**DIRECTIONS FOR THIS TASK**
Rewrite the material below with each "instance" swapped for "occurrence", keeping everything else the same, and leave the pictures out.
──────── MATERIAL FOR THIS TASK ────────
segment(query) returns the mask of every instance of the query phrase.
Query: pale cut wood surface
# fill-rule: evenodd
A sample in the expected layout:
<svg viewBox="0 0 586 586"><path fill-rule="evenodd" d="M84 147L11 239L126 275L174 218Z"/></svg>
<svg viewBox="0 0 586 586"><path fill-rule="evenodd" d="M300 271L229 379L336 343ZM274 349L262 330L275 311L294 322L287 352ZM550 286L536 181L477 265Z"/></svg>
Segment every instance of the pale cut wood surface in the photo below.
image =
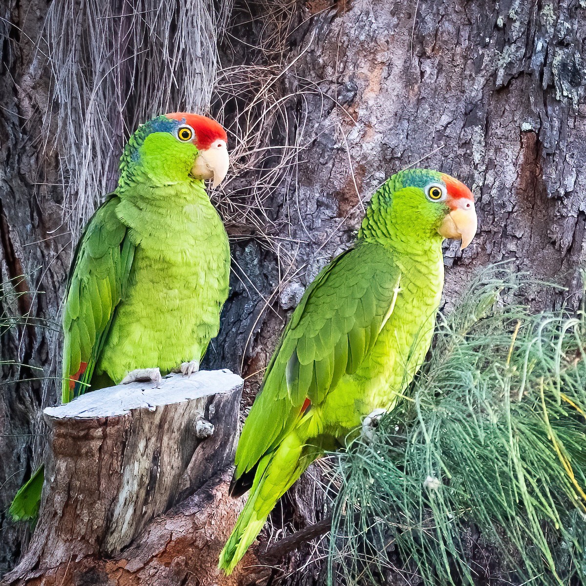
────────
**REPLY TO THE EXERCISE**
segment(query) returns the mask of every occurrence of the query phrase.
Query: pale cut wood surface
# fill-rule: evenodd
A sample in the expected layout:
<svg viewBox="0 0 586 586"><path fill-rule="evenodd" d="M84 147L11 239L126 275L174 218Z"/></svg>
<svg viewBox="0 0 586 586"><path fill-rule="evenodd" d="M300 271L229 379L336 343ZM274 349L262 330L275 311L294 322L287 352ZM550 286L536 181L477 265Z"/></svg>
Segment every occurrence of the pale cut wood surface in the photo below.
image =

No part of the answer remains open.